# Sidelining?



## Rader Sidetrack (Nov 30, 2011)

It is possible to do what you are proposing, but you need a realistic plan to move hundreds of pounds of honey. "Selling to the neighbors" probably isn't going to cut it. So what could work for you?

Do you have property where a roadside stand would make sense? Are you willing to spend time selling at 'farmers markets', and is there a large enough population market base nearby? 

Since you seem to be in Texas, can you meet the rules here? 
https://txbeeinspection.tamu.edu/beekeepers/honey/


----------



## Barhopper (Mar 5, 2015)

I have to disagree with the selling to neighbors comment. It can work. Start slow, get your reputation built and it’ll work out. We sell word of mouth and can’t keep enough in stock after 4 years. It’s hard to compete with the farmer market people that buy bulk then repackage and sell as local. Ask them where they keep bees at. I know where mine comes from and what’s done with hives.


----------



## HarryVanderpool (Apr 11, 2005)

amk said:


> I’m not doing this for money but it would be a nice perk.


You are starting out just as I did back in the early 90's.
One suggestion that I have is to buy Quickbooks and track every penny in and out.
One day, when I had maybe 20 hives I asked my wife if she had some cash because I was going to run to a friends house and buy a couple of queens.
She said, " It sure seems like you spend a lot of money on those bees".
She was right. It did _seem_ like I was spending a lot of money.
From that point on I tracked every penny. It actually adds to the fun of it all.
From the day that she made that comment, I have never spent one single penny on bees.
Every penny since has come from the wings of bees.
Of course, the pollination income has ended up carrying the biggest share in the business.
But I would have never had a clue about the questions you ask if I had not set up books early on.
Good luck and have fun!!


----------



## rbees (Jun 25, 2012)

*in my best Master Yoda voice* "To Harry you listen too"

On a side note...sounds like your wife and mine know each other!


----------



## My-smokepole (Apr 14, 2008)

I run about 50. My time is to valuable for a farmer market. But I do do one Festival. I sell out of my house, a couple health food stores. Farm markets that I keep my bees at. One thing that help was a sign on the back of my truck. Have had people follow me home to buy. I all so sell nucs in the spring. And all products that the hive produces.


----------



## Eikel (Mar 12, 2014)

For me, the profit word is the key between a hobbyist and a sideliner. I have a hobby that pays for itself plus a little cash left on the table that the IRS wants a cut, which doesn't leave much compensation for my labors. If it wasn't for the hobby part, it wouldn't be worth my time; aren't ya glad we first do this for the fun of it?


----------



## Beebeard (Apr 27, 2016)

I have built a decent sideline running about 20 hives, not all of which are honey producers. I sell nucs, Honey, and charge for cutouts. I track the income and the outgo in a ledger to make sure it is worth all the time, and so far it is paying my equipment, insurance, and incidental bills. To date, word of mouth and an annual community wide yard sale has sold me out of honey faster than my bees make it.


----------



## EastSideBuzz (Apr 12, 2009)

I have no idea if I make money or lose. But, I have a heck of alot of fun and don't need a health club membership. So it is keeping me alive and keeping me busy all the time. I just made 50 frames while the steak was on the grill. I will be buying my second forklift and 5th shipping container and a 15k generator. So there is always something to do. I love the toys and forklifts come in handy for all sorts of things.


----------

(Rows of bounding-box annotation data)

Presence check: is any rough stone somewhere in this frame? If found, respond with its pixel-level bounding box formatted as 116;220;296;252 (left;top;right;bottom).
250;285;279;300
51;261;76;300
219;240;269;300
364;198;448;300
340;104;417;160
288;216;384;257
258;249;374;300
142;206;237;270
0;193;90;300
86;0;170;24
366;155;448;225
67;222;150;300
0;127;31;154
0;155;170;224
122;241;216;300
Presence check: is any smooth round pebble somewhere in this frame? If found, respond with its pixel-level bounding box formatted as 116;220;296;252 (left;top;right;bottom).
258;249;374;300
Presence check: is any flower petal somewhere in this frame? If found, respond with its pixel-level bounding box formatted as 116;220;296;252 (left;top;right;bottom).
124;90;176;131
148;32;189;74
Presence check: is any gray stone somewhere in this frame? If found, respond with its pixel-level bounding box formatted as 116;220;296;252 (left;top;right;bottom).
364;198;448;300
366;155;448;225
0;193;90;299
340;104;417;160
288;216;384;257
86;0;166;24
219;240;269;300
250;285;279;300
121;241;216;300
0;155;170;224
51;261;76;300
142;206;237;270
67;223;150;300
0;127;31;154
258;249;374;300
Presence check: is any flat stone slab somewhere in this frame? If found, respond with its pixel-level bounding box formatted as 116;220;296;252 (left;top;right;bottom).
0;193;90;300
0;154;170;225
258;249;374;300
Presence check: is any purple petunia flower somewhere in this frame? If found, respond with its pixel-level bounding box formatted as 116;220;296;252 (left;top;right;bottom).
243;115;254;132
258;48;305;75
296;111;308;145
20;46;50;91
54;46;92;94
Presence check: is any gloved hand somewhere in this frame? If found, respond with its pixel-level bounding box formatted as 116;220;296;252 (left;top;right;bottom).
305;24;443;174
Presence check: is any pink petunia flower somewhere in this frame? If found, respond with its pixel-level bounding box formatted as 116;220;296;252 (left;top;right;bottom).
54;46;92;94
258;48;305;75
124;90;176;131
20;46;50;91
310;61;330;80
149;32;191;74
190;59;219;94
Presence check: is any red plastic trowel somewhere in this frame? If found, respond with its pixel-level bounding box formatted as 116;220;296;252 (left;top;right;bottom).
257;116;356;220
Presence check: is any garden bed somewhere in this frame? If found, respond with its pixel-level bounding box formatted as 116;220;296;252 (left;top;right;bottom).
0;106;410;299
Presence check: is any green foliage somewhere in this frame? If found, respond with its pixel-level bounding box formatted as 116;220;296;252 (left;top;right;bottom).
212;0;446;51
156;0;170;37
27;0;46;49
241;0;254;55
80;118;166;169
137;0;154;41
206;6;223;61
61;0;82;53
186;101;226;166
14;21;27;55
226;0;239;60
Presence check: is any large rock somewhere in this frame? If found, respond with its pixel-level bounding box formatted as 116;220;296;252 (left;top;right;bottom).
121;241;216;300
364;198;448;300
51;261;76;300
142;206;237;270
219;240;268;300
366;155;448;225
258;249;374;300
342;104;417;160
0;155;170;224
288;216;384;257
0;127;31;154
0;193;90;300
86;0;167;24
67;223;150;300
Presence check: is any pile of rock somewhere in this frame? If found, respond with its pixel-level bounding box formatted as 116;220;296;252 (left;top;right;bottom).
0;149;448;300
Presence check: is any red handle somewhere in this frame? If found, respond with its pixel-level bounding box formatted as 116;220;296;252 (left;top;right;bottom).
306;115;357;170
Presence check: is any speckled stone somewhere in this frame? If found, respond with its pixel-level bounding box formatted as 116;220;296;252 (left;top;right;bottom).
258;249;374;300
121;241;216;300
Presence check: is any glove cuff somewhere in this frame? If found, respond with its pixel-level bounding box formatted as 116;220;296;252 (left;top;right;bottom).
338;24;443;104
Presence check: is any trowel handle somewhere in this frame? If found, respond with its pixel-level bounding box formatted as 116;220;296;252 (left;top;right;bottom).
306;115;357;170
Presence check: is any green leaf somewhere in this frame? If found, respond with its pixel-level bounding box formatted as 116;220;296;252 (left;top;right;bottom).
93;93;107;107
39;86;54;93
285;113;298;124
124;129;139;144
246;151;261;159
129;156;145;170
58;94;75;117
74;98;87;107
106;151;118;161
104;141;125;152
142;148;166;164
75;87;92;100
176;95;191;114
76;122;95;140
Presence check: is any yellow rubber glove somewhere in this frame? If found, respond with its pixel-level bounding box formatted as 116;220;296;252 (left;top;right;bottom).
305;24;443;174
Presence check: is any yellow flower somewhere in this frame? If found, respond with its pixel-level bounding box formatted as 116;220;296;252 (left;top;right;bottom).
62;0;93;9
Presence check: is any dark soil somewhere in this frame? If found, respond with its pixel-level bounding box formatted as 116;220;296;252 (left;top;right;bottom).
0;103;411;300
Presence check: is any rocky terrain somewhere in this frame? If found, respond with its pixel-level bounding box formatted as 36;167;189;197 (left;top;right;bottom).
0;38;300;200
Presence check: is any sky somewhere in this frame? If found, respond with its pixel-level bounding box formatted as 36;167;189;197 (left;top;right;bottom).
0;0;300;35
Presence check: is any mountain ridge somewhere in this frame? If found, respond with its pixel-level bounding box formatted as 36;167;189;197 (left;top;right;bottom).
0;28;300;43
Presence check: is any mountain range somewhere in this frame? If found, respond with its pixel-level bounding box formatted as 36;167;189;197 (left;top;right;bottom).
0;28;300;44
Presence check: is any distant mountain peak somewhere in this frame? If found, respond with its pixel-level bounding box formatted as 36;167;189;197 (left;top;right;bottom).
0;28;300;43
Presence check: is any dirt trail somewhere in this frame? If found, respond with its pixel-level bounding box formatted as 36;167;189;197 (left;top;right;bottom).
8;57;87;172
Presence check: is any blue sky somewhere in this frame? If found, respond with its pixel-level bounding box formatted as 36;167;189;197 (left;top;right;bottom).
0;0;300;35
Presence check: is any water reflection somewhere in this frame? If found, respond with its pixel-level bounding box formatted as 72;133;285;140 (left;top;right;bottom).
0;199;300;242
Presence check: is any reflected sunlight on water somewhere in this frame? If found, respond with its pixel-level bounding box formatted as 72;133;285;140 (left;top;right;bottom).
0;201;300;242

_WHAT TO DO:_
**1)** Repeat the stretch of the beekeeping forum thread from "## Barhopper (Mar" through "(Apr 11, 2005)", word for word.
**2)** Reproduce the stretch of the records from their start through the line containing "122;241;216;300", both ends included.
The forum thread and the records have no connection to each other.

_ANSWERS FOR THIS EXERCISE:_
**1)**
## Barhopper (Mar 5, 2015)

I have to disagree with the selling to neighbors comment. It can work. Start slow, get your reputation built and it’ll work out. We sell word of mouth and can’t keep enough in stock after 4 years. It’s hard to compete with the farmer market people that buy bulk then repackage and sell as local. Ask them where they keep bees at. I know where mine comes from and what’s done with hives.


----------



## HarryVanderpool (Apr 11, 2005)

**2)**
Presence check: is any rough stone somewhere in this frame? If found, respond with its pixel-level bounding box formatted as 116;220;296;252 (left;top;right;bottom).
250;285;279;300
51;261;76;300
219;240;269;300
364;198;448;300
340;104;417;160
288;216;384;257
258;249;374;300
142;206;237;270
0;193;90;300
86;0;170;24
366;155;448;225
67;222;150;300
0;127;31;154
0;155;170;224
122;241;216;300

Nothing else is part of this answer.